--- Passage shown ---
On Mar 22, 2:47 pm, Istvan Albert <
i...@psu.edu> wrote:
> I found your blog post eye opening
Heads up: I did not author that blog posting. I just found it via
Twitter and left a comment.
In the following I will lay down some arguments why I believe that the
SE 2.0 route is *at first* the best course of action: I'll try to
convince you to at least give Stack Exchange a try.
Full disclosure: I am not in any way affiliated with Stack Exchange
nor any of its employees. My only connection to them is that I am one
of the top users on Stack Overflow and have served as temporary
moderator on the
tex.stackexchange.com site during the beta phase. To
emphasise that I am *not* defensive of Stack Exchange, let me point to
a few examples [1, 2] where I have had violent disagreements with
their community management style.
> I am greatly troubled by seeing that it is Joel Spolksy (who happens
> to make use of some some arbitrary and silly numbers of posts/day etc)
> who decides whether or not a Q&A site should or should not exist.
I cannot comment on the whole process involved in deciding whether a
community site continues to exist. However, the reality is much better
than you seem to think. All evidence so far suggests that Stack
Exchange really tries their hardest to make communities work. There
have been very few examples of failed communities so far. The numbers
cited in the blog post [4] are merely an indicator of success, not a
hard reason to let a site fail, as has been made clear on the Stack
Exchange blog [5] (and there is no reason to doubt this, given the
continued existence of the GIS community [6]).
The reasons for which
atheism.stackexchange.com failed will *not*
apply to any potential bioinformatics site. Low community activity was
only one (and possibly the least important) factor. More important is
the fact that the Stack Exchange format (of question-answer) is
inherently ill-suited for discussions about atheism. Until now, not a
single SE site has failed simply because it had too low activity.
The fact remains that Stack Exchange does not close communities "just
because". This will not happen to a rebooted BioStar.
> This
> whole committee, stages and hurdles one needs to pass etc seem little
> more but a straitjacket designed to allow a third party to maintain
> control, and it promotes an ideology that is counter to freedom of
> expression and innovation.
I can say with certainty that this is false. Until now, Stack Exchange
has shown the greatest respect and restraint in their demeanour
towards communities. There have been very few clashes and most were
based on bad communication and swiftly resolved (with apologies from
Stack Exchange [7]). There is no reason to suspect that Stack Exchange
is trying to straitjacket communities or to impose ideologies that run
afoul of freedom of expression and innovation.

--- Set problem 1 ---
In the Stack Exchange text, on which site did the writer serve as a temporary moderator during the beta phase?
--- Set problem 2 ---
Please carry the Stack Exchange text forward from its last sentence.
The data after the Stack Exchange text is separate material.

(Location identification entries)
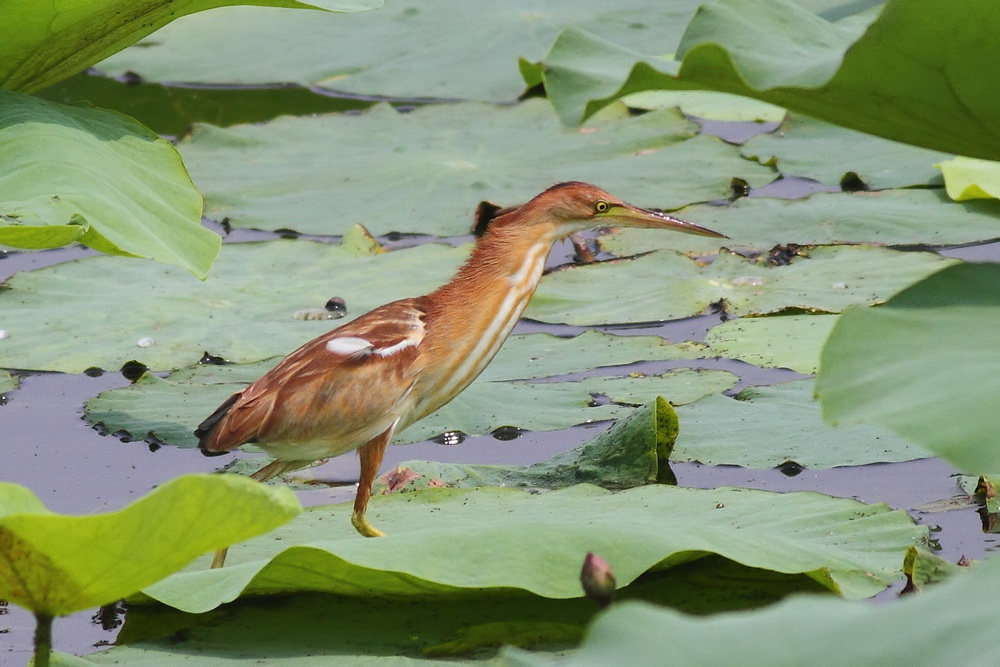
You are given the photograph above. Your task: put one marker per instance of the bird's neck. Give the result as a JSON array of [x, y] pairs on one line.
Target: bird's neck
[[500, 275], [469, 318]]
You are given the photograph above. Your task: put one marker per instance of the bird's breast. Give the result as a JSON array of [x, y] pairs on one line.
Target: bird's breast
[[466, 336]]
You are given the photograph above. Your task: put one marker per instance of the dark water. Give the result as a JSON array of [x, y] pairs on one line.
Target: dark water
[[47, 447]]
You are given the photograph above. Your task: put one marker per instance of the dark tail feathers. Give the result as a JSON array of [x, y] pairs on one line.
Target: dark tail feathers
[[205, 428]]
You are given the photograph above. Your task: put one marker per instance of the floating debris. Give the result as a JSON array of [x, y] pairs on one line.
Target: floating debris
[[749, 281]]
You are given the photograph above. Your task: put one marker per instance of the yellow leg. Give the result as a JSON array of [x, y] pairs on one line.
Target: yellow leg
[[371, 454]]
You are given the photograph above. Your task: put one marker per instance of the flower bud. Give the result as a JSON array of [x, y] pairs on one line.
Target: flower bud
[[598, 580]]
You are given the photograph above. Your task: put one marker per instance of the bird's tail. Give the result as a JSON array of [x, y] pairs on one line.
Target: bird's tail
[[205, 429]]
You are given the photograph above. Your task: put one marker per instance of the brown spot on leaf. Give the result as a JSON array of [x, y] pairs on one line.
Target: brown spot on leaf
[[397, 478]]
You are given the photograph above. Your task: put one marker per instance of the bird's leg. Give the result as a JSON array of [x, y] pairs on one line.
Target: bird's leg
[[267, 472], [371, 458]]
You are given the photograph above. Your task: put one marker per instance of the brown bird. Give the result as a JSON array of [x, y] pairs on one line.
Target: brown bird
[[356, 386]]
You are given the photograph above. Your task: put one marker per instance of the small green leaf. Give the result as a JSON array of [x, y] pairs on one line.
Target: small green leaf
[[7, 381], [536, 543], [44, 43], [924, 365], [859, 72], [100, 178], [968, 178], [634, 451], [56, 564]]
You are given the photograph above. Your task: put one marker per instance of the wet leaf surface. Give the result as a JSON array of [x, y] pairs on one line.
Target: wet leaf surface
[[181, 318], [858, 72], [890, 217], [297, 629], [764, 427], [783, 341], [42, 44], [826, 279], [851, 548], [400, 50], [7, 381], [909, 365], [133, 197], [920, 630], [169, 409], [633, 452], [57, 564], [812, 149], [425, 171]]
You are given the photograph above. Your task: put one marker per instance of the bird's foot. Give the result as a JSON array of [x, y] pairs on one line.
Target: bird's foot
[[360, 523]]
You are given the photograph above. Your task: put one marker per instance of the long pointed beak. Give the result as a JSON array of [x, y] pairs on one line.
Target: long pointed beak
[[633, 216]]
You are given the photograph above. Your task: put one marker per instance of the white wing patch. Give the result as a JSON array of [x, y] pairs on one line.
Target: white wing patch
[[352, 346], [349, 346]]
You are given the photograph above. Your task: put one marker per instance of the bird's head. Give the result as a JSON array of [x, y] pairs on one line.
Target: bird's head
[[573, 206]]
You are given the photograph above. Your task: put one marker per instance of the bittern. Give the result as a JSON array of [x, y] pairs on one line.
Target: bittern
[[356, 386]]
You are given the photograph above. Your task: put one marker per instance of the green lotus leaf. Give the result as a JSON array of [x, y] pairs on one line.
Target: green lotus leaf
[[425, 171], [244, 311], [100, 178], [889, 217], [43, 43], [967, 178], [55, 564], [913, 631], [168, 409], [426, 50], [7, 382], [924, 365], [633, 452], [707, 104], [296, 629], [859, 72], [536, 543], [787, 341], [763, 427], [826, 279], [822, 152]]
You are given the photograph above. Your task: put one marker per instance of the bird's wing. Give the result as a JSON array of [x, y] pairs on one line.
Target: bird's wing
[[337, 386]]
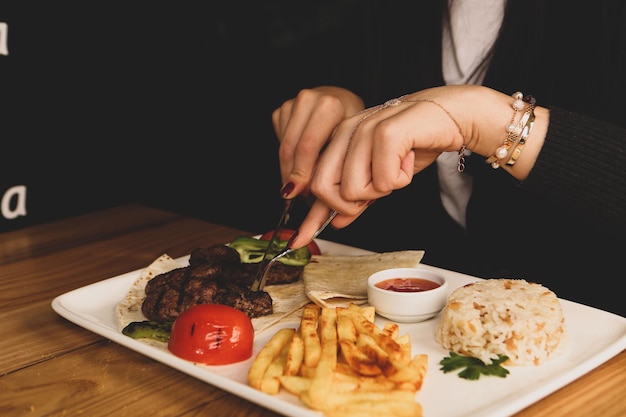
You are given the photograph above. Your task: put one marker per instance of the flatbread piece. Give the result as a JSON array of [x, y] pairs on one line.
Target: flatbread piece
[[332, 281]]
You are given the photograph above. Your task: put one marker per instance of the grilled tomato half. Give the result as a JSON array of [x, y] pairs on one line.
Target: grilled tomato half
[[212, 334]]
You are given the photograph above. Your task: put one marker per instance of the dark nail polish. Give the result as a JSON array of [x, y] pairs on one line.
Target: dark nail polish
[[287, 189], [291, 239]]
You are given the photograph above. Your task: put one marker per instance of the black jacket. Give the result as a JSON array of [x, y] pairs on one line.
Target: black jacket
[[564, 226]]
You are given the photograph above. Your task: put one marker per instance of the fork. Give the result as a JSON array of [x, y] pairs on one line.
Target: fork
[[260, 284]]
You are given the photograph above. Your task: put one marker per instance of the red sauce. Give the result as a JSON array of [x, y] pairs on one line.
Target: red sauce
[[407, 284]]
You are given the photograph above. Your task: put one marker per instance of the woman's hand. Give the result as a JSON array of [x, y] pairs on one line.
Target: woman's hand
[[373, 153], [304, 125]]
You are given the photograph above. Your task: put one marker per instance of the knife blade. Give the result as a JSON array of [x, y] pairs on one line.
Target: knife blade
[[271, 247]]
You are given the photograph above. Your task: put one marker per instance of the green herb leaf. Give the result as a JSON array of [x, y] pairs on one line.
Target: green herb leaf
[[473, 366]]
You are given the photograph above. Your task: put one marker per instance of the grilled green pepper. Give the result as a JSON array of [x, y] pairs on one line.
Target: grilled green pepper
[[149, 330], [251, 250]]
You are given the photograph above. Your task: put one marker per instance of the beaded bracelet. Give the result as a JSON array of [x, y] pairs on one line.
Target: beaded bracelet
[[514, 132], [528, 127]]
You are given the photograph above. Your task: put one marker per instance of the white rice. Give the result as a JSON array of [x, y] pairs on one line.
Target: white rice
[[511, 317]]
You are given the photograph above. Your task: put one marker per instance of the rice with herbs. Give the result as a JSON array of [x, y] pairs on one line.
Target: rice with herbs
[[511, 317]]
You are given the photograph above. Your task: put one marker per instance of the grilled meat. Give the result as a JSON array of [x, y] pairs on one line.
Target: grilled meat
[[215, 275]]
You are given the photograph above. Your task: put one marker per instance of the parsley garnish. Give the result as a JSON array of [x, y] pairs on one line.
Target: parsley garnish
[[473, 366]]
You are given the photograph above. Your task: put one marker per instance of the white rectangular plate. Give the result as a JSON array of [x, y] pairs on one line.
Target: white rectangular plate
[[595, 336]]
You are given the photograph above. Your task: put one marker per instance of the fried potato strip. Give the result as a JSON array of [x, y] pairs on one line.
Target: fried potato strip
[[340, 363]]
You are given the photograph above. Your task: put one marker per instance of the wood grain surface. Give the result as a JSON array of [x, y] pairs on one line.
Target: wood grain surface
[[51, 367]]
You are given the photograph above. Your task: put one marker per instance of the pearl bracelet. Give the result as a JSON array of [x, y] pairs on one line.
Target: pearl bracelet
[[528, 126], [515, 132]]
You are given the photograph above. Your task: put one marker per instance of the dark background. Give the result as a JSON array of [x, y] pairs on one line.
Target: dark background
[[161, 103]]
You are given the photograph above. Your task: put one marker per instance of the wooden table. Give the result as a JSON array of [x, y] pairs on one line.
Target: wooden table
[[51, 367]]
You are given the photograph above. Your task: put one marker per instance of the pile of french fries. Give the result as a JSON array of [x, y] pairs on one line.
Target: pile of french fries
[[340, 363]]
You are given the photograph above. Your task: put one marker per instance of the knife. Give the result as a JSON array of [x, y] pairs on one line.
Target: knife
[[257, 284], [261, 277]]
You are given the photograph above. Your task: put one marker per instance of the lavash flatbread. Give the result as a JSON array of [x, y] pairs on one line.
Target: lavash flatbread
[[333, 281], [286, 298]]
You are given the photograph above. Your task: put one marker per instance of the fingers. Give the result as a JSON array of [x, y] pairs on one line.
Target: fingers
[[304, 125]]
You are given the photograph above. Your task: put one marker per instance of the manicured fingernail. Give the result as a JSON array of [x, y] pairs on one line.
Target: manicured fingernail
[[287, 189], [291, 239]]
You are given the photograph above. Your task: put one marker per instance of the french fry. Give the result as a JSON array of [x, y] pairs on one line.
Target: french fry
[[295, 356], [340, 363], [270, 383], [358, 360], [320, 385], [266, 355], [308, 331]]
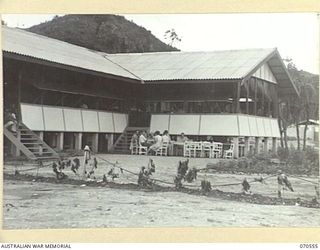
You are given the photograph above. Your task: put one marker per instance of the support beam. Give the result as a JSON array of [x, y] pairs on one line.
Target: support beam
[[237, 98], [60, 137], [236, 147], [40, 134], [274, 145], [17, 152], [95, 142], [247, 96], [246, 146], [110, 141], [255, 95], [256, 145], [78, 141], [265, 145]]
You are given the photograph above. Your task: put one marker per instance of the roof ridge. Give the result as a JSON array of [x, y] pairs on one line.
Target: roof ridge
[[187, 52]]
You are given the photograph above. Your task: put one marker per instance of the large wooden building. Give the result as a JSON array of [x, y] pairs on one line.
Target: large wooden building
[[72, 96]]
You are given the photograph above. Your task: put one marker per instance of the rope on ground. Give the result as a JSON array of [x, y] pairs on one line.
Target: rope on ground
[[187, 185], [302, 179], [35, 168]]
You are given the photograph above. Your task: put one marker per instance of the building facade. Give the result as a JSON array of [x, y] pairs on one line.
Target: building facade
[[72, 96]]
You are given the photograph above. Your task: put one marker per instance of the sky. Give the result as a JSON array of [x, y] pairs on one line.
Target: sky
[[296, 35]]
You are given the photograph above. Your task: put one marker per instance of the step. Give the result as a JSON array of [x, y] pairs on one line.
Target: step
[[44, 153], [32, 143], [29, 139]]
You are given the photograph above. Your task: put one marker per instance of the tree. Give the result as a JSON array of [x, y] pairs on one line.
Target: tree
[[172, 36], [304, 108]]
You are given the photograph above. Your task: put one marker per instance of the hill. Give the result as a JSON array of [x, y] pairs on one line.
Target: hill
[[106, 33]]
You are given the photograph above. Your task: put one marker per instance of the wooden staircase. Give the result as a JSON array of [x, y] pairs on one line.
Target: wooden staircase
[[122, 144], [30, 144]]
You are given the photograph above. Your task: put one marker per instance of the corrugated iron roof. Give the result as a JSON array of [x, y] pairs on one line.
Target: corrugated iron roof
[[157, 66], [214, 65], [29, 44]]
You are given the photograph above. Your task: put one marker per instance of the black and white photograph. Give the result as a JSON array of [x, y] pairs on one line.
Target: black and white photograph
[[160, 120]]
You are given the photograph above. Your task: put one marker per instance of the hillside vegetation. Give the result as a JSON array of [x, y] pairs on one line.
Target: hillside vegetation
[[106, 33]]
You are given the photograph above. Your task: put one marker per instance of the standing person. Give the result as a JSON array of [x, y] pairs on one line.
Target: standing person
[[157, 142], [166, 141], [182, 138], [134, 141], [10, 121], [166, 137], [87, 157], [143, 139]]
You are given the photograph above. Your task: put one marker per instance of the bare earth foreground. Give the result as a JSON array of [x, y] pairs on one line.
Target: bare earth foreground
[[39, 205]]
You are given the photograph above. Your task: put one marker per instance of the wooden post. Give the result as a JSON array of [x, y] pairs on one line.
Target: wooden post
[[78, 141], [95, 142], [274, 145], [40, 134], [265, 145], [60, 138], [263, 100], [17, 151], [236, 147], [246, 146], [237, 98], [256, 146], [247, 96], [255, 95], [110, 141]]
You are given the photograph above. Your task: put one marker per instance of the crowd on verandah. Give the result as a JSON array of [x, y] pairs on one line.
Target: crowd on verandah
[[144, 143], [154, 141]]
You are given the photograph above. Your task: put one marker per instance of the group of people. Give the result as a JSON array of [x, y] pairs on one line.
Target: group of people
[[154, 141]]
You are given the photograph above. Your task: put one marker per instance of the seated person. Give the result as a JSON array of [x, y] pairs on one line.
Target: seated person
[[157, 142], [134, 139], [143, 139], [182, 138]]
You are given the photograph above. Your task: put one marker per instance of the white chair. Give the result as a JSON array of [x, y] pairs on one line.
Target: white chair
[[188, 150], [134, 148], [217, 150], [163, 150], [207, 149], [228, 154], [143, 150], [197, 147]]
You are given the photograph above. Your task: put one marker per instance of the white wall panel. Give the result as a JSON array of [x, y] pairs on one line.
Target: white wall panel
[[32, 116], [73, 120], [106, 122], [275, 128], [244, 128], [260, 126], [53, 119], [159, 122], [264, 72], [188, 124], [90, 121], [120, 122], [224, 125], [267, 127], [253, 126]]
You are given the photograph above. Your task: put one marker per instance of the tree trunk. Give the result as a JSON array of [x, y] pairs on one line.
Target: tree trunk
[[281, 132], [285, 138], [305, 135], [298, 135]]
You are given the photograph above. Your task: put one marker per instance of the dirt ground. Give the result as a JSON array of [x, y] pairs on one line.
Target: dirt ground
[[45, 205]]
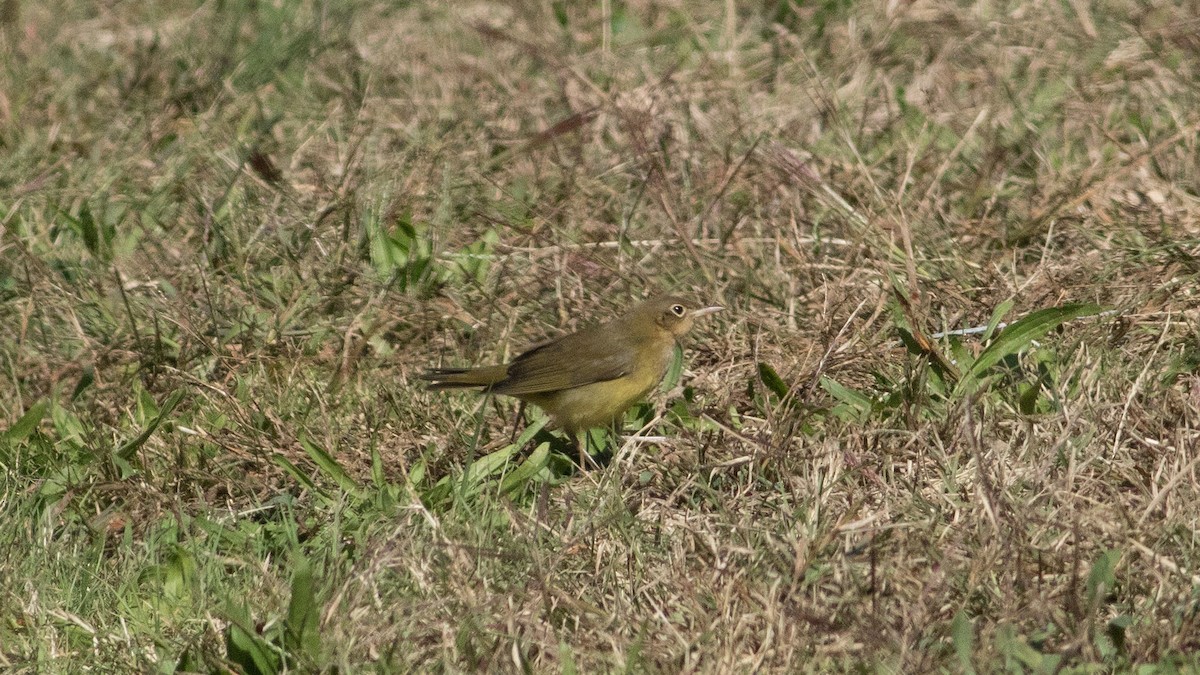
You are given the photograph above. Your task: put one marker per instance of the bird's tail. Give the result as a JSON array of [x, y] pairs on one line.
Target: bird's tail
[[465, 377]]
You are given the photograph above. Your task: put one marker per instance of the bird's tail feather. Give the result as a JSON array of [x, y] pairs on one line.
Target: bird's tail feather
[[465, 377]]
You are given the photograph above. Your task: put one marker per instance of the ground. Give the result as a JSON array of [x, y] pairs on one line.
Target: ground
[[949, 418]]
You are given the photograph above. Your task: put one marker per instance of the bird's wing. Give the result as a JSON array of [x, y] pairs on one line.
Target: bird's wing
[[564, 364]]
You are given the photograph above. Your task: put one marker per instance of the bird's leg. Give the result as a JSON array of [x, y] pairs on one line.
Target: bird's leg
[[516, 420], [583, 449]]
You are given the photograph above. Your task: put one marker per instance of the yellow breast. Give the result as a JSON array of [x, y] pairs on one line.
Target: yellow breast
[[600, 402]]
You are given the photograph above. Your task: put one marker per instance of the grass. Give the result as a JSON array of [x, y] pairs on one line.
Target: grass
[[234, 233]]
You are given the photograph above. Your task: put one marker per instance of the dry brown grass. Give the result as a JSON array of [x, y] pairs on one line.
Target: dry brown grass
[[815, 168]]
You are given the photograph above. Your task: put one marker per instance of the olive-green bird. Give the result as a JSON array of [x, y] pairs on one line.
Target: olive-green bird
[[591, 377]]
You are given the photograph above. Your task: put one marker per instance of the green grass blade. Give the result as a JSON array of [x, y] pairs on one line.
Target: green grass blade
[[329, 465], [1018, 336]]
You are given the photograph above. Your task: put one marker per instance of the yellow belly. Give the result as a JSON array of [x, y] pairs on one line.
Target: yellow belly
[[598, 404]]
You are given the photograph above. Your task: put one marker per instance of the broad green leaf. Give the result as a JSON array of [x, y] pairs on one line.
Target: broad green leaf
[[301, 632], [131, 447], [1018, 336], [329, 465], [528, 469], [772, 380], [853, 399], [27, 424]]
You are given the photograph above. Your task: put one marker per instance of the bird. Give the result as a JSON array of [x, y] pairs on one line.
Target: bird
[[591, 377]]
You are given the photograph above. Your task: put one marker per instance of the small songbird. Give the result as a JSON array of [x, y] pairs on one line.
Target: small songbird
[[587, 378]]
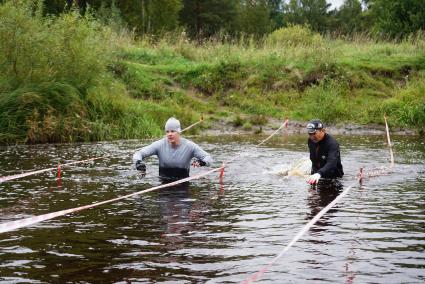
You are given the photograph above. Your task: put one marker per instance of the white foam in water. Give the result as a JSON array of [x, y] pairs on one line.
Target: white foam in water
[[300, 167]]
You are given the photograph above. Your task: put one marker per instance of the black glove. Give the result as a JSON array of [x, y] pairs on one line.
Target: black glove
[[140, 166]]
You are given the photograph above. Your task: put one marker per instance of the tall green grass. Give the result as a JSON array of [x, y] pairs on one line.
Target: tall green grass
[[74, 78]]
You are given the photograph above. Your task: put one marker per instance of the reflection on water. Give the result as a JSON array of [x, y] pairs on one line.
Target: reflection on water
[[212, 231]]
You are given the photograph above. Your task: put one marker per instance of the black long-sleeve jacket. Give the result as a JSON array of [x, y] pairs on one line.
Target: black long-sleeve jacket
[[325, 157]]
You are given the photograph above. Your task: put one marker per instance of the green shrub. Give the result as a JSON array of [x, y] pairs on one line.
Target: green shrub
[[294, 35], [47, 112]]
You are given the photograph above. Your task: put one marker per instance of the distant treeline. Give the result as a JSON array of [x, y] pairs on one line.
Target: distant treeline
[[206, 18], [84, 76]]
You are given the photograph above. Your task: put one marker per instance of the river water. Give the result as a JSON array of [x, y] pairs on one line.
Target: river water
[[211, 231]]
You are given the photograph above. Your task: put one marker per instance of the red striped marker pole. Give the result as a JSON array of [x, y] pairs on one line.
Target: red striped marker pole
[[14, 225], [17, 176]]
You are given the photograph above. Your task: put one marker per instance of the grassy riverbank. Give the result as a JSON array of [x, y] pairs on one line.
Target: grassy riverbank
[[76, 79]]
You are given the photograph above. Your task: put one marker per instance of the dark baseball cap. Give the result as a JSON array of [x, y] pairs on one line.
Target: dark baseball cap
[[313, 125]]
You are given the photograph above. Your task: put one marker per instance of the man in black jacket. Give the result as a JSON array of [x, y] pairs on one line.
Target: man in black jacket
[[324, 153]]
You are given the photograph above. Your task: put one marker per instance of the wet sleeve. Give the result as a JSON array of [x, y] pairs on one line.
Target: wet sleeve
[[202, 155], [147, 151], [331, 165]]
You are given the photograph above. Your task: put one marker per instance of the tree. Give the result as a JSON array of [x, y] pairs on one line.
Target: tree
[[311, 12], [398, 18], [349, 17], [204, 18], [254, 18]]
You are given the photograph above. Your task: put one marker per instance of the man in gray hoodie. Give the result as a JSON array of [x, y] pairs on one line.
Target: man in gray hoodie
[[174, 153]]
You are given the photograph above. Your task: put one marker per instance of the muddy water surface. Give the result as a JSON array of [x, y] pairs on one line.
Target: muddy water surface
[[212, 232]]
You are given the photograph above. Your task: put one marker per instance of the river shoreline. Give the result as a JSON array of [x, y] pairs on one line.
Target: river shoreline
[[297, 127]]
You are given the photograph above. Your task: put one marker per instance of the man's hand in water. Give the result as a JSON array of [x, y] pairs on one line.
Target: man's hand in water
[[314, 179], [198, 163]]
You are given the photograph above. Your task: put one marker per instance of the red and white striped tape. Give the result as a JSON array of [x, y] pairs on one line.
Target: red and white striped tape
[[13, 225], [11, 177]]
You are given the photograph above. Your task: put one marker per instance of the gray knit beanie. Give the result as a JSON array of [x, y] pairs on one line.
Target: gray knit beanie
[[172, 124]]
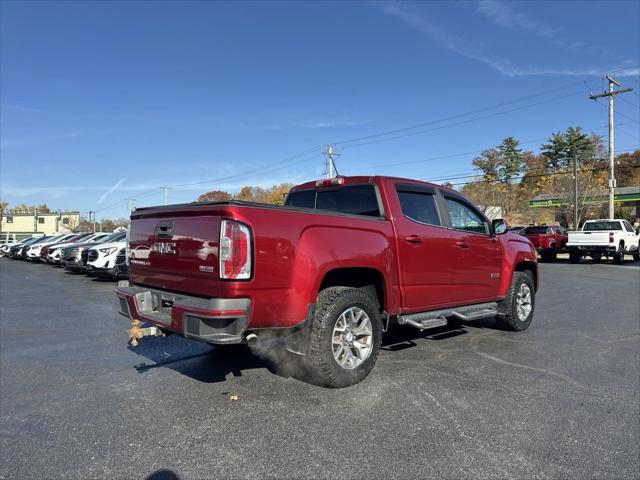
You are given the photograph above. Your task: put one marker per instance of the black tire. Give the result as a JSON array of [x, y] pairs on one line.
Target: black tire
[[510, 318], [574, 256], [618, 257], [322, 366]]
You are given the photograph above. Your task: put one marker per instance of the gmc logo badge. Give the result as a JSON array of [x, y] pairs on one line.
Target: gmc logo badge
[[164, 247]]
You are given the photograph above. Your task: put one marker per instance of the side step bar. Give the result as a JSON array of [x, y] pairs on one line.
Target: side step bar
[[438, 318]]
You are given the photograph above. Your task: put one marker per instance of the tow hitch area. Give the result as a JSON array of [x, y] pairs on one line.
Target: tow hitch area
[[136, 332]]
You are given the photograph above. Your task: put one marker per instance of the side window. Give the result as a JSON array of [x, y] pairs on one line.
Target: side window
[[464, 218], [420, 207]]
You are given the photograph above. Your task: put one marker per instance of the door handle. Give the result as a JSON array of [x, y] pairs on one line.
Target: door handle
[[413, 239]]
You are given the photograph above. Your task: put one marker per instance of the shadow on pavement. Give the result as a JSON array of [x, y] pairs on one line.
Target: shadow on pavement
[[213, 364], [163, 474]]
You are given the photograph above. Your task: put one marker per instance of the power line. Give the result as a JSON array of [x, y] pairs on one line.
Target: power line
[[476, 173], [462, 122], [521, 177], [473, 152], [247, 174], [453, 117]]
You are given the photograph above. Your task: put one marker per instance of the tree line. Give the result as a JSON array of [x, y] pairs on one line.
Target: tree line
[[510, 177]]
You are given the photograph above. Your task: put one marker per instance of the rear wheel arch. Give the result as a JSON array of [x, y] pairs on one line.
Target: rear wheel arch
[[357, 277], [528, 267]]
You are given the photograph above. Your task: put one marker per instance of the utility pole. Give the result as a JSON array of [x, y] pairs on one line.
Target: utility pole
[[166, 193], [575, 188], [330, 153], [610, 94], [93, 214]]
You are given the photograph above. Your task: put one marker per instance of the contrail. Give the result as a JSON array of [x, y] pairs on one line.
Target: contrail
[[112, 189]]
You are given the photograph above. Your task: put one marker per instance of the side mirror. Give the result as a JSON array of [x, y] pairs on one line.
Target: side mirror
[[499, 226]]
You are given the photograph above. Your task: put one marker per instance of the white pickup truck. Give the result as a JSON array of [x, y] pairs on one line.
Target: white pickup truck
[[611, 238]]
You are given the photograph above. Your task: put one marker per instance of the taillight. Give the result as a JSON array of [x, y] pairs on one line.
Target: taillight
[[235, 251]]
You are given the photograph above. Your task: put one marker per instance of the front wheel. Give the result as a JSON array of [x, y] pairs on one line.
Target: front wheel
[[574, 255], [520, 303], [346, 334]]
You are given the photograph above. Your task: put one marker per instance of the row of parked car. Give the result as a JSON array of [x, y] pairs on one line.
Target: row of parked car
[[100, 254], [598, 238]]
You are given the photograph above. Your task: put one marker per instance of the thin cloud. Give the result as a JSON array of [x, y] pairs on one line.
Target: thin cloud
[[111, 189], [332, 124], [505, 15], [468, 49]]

--- Written reply 1 ---
tex.stackexchange.com

--- Written reply 2 ---
> You seem to forget that the problem of having to migrate today are
> cause by no other entity but SE, yet you think that the solution is
> to again hitch our ride to SE.
Their original business model failed, it's as simple as that (and I
won't even try to defend that). But I can turn your argument on its
head: without SE, there would be no BioStar so you think parting ways
is the solution? Neither argument makes any particular sense.
> I think history does repeat itself and
> the same type of issues will arise with the new SE sites as well.
The same kind of problems can potentially arise with *any* hosted
platform though. Self-hosting is of course an alternative but it's
more time-consuming and costs money.
I still urge you to consider the advantages of staying with Stack
Exchange and upgrading to the 2.0 platform:
* Better software. Let's face it, no other q'n'a software will even
come close to the functionality today provided by Stack Exchange since
they've got a team of full-time employed top-notch programmers working
on it. This also includes reliability, efficiency and stability.
* Excellent marketing. I am going ahead and say that an independent
site will *never* get the same traction that a Stack Exchange 2.0 site
will -- not by a long shot.
* Chat. I'm not a great fan of chats myself but I have to say, the
Stack Exchange chats are nifty because they just *work*.
* Free support and hardware trouble-shooting, free backups and data
security. Basically, free everything.
* Professional design.
And yes, there *are* points that speak against Stack Exchange
adoption:
* You give up control to some extent; the site will still controlled
largely by the community but the official owner will be Stack
Exchange. Revenues through advertisement go to them (but I wouldn't
over-estimate this).
* As mentioned above, some conflicts *may* arise. But these have all
been between individuals, never (to my knowledge) between the
community and Stack Exchange.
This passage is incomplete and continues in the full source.